The lines to be copied run from the one containing "Point out pilaster" to the end of the material below; reproduce them exactly, including both ends, and nothing more.

● ● ● ● ●

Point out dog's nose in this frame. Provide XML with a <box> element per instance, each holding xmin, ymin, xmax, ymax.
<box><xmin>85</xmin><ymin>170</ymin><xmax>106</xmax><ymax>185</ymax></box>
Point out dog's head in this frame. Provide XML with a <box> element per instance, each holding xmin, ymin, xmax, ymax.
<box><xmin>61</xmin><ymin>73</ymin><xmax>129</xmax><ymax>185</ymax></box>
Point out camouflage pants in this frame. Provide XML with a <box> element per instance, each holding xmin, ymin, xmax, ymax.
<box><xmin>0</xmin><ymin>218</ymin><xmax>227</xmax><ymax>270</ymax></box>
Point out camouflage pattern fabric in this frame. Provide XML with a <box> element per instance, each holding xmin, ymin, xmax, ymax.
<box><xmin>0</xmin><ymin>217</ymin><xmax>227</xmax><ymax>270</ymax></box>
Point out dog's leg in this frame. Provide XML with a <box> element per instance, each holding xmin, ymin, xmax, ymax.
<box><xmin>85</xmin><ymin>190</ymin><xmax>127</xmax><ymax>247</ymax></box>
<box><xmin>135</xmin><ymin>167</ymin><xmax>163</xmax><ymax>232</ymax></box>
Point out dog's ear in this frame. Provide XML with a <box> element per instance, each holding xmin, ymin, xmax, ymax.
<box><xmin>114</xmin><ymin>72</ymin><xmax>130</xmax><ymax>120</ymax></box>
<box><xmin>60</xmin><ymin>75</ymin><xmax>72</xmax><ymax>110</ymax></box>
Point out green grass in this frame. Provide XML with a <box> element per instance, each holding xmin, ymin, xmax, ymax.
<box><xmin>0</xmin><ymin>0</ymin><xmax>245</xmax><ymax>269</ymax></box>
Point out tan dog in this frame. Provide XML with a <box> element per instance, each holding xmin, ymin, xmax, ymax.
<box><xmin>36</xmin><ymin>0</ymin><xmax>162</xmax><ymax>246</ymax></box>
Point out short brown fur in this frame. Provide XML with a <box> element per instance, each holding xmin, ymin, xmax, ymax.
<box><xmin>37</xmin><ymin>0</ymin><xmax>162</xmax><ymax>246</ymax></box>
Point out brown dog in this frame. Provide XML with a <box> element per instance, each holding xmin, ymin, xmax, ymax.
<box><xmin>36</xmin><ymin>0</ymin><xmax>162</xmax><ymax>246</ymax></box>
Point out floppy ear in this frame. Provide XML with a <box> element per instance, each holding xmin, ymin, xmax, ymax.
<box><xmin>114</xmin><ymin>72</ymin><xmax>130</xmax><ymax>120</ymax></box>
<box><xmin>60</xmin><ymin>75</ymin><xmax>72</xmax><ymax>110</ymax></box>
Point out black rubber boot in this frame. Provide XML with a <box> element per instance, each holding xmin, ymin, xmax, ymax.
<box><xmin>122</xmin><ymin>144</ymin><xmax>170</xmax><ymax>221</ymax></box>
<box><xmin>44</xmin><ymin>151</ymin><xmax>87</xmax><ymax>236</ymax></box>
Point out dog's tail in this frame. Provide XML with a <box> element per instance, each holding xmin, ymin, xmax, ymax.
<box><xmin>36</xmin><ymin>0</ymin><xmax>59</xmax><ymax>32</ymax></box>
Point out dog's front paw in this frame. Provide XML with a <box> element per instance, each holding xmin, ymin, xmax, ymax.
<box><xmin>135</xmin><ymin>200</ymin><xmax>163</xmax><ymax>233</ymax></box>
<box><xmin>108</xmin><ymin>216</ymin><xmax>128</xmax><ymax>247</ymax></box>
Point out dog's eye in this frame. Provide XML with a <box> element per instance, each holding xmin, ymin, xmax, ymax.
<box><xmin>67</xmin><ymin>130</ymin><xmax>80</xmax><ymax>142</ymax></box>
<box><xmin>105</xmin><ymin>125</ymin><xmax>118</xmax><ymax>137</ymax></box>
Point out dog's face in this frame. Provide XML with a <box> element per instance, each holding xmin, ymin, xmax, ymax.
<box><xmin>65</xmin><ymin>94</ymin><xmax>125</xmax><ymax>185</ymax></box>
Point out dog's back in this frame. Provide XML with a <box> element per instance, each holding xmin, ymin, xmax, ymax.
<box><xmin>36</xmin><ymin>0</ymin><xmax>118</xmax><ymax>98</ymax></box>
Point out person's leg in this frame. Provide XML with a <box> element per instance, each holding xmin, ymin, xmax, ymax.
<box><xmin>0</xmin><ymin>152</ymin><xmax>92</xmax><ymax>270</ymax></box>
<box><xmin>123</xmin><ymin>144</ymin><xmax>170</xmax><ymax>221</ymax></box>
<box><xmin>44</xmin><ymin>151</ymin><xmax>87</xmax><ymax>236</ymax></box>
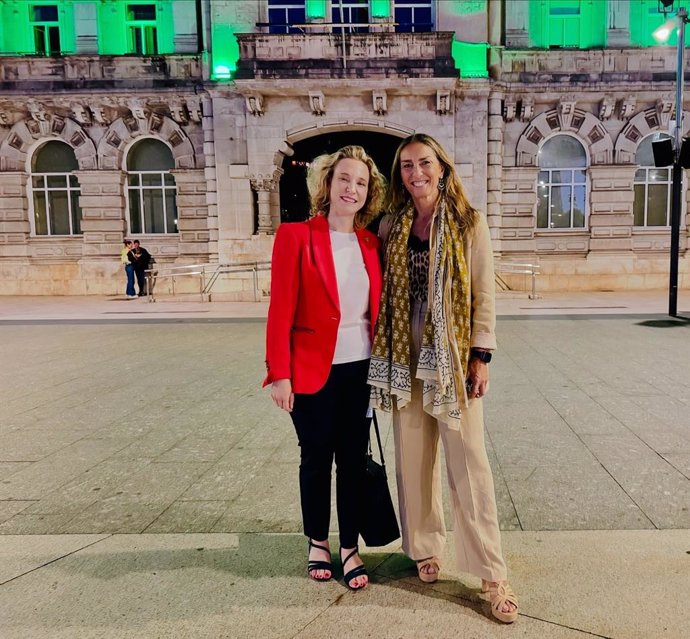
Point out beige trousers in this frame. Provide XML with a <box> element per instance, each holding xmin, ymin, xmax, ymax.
<box><xmin>393</xmin><ymin>306</ymin><xmax>507</xmax><ymax>581</ymax></box>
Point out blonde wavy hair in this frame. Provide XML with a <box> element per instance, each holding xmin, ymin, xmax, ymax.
<box><xmin>307</xmin><ymin>145</ymin><xmax>386</xmax><ymax>229</ymax></box>
<box><xmin>385</xmin><ymin>133</ymin><xmax>480</xmax><ymax>233</ymax></box>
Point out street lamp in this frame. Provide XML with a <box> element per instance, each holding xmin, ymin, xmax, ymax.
<box><xmin>652</xmin><ymin>0</ymin><xmax>690</xmax><ymax>317</ymax></box>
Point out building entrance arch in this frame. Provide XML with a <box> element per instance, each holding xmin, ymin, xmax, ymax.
<box><xmin>280</xmin><ymin>130</ymin><xmax>401</xmax><ymax>222</ymax></box>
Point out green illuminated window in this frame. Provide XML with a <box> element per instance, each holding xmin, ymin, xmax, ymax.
<box><xmin>537</xmin><ymin>134</ymin><xmax>587</xmax><ymax>229</ymax></box>
<box><xmin>331</xmin><ymin>0</ymin><xmax>369</xmax><ymax>33</ymax></box>
<box><xmin>127</xmin><ymin>4</ymin><xmax>158</xmax><ymax>55</ymax></box>
<box><xmin>29</xmin><ymin>4</ymin><xmax>61</xmax><ymax>55</ymax></box>
<box><xmin>633</xmin><ymin>133</ymin><xmax>672</xmax><ymax>226</ymax></box>
<box><xmin>521</xmin><ymin>0</ymin><xmax>608</xmax><ymax>49</ymax></box>
<box><xmin>268</xmin><ymin>0</ymin><xmax>306</xmax><ymax>33</ymax></box>
<box><xmin>127</xmin><ymin>138</ymin><xmax>177</xmax><ymax>233</ymax></box>
<box><xmin>395</xmin><ymin>0</ymin><xmax>434</xmax><ymax>32</ymax></box>
<box><xmin>452</xmin><ymin>40</ymin><xmax>489</xmax><ymax>78</ymax></box>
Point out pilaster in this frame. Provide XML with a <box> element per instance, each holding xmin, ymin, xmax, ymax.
<box><xmin>74</xmin><ymin>171</ymin><xmax>127</xmax><ymax>261</ymax></box>
<box><xmin>589</xmin><ymin>165</ymin><xmax>637</xmax><ymax>255</ymax></box>
<box><xmin>606</xmin><ymin>0</ymin><xmax>630</xmax><ymax>49</ymax></box>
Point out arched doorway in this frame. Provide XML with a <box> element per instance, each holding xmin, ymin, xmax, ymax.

● ● ● ● ●

RESPONSE:
Point out pilaster in this frame. Provide XML with a <box> element per instance, each holding xmin, ymin, xmax, ymax.
<box><xmin>74</xmin><ymin>171</ymin><xmax>127</xmax><ymax>261</ymax></box>
<box><xmin>589</xmin><ymin>165</ymin><xmax>637</xmax><ymax>255</ymax></box>
<box><xmin>606</xmin><ymin>0</ymin><xmax>630</xmax><ymax>49</ymax></box>
Point out arched doorway in this frame. Provide XML with a <box> element per instance, each holding xmin, ymin, xmax, ymax.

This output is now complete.